- **Document section**

** Begin **

[PATCH 1/2] wined3d: Implement wined3d_deferred_context_update_sub_resource().

Fri May 28 08:39:18 CDT 2021

On Fri, May 28, 2021 at 7:22 AM Zebediah Figura <z.figura12 at gmail.com> wrote:
>
> Signed-off-by: Zebediah Figura <z.figura12 at gmail.com>
> ---
>  dlls/wined3d/cs.c | 37 +++++++++++++++++++++++++++++++++----
>  1 file changed, 33 insertions(+), 4 deletions(-)
>
> diff --git a/dlls/wined3d/cs.c b/dlls/wined3d/cs.c
> index 50a08334dab..e6f84134795 100644
> --- a/dlls/wined3d/cs.c
> +++ b/dlls/wined3d/cs.c
> @@ -490,6 +490,7 @@ struct wined3d_cs_update_sub_resource
>      unsigned int sub_resource_idx;
>      struct wined3d_box box;
>      struct wined3d_sub_resource_data data;
> +    /* If data.data is NULL, the structure is followed by the data in memory. */
>  };
>
>  struct wined3d_cs_add_dirty_texture_region
> @@ -2597,6 +2598,7 @@ void wined3d_device_context_emit_blt_sub_resource(struct wined3d_device_context
>  static void wined3d_cs_exec_update_sub_resource(struct wined3d_cs *cs, const void *data)

** End **

- **Written request 1**
Decide whether each statement agrees with the wined3d patch above. Answer yes or no for each, and quote the exact words of the patch that settle it.
(a) The patch changes only one file.
(b) The patch makes 4 insertions.
(c) The new comment says that when data.data is NULL, the data comes after the structure in memory.
- **Written request 2**
Pick up the wined3d patch above where it stops, and carry it on in the same style.

- **Data provided**
** Begin **

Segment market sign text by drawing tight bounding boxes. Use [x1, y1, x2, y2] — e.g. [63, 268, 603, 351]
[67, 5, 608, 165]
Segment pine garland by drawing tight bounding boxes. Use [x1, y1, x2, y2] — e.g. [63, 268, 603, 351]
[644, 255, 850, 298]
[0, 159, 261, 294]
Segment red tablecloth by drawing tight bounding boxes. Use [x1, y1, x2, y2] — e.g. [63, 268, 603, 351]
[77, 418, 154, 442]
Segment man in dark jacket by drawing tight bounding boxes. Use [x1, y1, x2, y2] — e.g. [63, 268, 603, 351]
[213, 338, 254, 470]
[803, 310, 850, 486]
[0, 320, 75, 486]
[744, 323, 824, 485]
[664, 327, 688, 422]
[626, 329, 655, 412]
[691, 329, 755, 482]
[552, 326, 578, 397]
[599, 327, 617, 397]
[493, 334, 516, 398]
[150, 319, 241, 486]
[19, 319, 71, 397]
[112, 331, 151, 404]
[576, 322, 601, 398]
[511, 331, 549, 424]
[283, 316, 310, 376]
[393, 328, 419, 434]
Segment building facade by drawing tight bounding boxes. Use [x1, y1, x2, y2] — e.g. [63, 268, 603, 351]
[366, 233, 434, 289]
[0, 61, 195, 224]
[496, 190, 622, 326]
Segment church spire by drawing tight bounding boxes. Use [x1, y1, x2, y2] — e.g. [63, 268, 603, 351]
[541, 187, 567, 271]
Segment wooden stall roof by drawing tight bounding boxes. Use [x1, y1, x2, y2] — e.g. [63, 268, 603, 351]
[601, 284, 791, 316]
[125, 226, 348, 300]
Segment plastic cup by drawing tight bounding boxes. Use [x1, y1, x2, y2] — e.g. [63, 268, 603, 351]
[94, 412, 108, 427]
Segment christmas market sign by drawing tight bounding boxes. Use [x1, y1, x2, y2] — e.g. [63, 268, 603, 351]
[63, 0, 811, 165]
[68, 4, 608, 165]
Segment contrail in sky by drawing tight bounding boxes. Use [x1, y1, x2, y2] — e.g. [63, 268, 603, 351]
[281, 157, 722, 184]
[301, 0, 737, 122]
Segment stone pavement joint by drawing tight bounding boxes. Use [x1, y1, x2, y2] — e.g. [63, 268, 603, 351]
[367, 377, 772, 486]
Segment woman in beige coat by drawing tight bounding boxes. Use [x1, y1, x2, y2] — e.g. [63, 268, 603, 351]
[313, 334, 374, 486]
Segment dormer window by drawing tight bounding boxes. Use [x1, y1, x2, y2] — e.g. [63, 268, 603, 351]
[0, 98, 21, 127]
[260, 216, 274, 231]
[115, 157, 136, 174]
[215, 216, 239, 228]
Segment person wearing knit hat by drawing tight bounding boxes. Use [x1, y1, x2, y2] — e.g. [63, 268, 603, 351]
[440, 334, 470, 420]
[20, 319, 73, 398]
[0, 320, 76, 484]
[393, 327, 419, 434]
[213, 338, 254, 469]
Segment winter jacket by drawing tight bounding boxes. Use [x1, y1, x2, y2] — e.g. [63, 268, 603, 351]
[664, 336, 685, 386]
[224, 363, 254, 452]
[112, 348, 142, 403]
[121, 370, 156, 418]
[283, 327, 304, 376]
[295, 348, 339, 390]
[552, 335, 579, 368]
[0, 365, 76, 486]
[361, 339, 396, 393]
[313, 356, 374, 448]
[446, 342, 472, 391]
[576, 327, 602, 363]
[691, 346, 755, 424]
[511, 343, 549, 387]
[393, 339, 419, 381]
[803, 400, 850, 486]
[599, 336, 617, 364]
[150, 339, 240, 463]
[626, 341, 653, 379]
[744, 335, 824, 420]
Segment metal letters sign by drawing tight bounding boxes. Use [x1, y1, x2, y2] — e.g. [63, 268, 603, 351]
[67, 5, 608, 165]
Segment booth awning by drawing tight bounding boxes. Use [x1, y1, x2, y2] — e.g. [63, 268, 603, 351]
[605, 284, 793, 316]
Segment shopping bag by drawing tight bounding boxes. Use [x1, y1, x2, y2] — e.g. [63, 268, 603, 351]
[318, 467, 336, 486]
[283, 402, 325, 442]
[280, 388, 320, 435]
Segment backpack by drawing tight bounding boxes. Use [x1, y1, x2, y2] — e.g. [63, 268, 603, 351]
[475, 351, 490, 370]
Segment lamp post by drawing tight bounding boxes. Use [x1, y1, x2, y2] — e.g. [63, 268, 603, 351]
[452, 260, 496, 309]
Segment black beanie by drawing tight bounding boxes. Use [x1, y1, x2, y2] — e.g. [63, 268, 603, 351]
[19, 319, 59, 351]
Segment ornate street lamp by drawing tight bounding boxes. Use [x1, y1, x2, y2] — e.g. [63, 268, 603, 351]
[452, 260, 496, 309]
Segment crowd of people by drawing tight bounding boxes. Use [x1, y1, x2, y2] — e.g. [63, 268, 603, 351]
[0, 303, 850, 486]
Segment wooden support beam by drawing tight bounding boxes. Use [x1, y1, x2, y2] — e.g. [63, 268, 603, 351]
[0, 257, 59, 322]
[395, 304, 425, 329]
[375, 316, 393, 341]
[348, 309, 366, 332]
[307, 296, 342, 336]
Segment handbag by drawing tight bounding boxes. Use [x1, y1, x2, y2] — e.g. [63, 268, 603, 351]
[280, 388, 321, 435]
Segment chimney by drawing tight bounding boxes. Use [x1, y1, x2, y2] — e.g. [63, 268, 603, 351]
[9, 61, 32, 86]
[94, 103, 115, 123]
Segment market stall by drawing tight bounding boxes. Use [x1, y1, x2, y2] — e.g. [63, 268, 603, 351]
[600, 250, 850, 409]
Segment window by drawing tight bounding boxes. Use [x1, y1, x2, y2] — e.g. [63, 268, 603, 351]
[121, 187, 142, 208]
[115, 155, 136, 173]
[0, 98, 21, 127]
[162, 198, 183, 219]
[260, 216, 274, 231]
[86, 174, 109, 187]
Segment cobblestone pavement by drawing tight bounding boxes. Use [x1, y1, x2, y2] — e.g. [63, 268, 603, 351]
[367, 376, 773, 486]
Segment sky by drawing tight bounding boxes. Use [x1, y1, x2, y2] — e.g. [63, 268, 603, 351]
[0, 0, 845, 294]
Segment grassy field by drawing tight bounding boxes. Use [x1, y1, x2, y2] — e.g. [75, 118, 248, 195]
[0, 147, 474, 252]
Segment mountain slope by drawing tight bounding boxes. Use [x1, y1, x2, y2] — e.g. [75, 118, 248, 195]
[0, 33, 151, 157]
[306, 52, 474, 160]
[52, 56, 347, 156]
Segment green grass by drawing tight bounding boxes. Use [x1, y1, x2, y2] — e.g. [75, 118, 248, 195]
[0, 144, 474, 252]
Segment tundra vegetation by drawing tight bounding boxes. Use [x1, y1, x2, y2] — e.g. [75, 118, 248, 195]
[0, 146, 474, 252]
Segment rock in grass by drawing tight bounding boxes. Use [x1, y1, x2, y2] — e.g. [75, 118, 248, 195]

** End **

- **Exercise response 1**
(a) Yes: "1 file changed"
(b) No: "33 insertions(+), 4 deletions(-)"
(c) Yes: "If data.data is NULL, the structure is followed by the data in memory."

- **Exercise response 2**
>  {
>      const struct wined3d_cs_update_sub_resource *op = data;
> +    const void *src_data = op->data.data ? op->data.data : (const BYTE *)(op + 1);
>      struct wined3d_resource *resource = op->resource;
>      const struct wined3d_box *box = &op->box;
>      unsigned int width, height, depth, level;
> @@ -2617,7 +2619,7 @@ static void wined3d_cs_exec_update_sub_resource(struct wined3d_cs *cs, const voi
>              goto done;
>          }
>
> -        wined3d_buffer_upload_data(buffer, context, box, op->data.data);
> +        wined3d_buffer_upload_data(buffer, context, box, src_data);
>          wined3d_buffer_invalidate_location(buffer, ~WINED3D_LOCATION_BUFFER);
>          goto done;
>      }
> @@ -2630,7 +2632,7 @@ static void wined3d_cs_exec_update_sub_resource(struct wined3d_cs *cs, const voi
>      depth = wined3d_texture_get_level_depth(texture, level);
>
>      addr.buffer_object = 0;
> -    addr.addr = op->data.data;
> +    addr.addr = src_data;
>
>      /* Only load the sub-resource for partial updates. */
>      if (!box->left && !box->top && !box->front
> @@ -3375,8 +3377,35 @@ static void wined3d_deferred_context_update_sub_resource(struct wined3d_device_c
>          struct wined3d_resource *resource, unsigned int sub_resource_idx, const struct wined3d_box *box,
>          const void *data, unsigned int row_pitch, unsigned int slice_pitch)
>  {
> -    FIXME("context %p, resource %p, sub_resource_idx %u, box %s, data %p, row_pitch %u, slice_pitch %u, stub!\n",
> -            context, resource, sub_resource_idx, debug_box(box), data, row_pitch, slice_pitch);
> +    struct wined3d_cs_update_sub_resource *op;
> +    size_t data_size;
> +
> +    if (resource->type == WINED3D_RTYPE_BUFFER)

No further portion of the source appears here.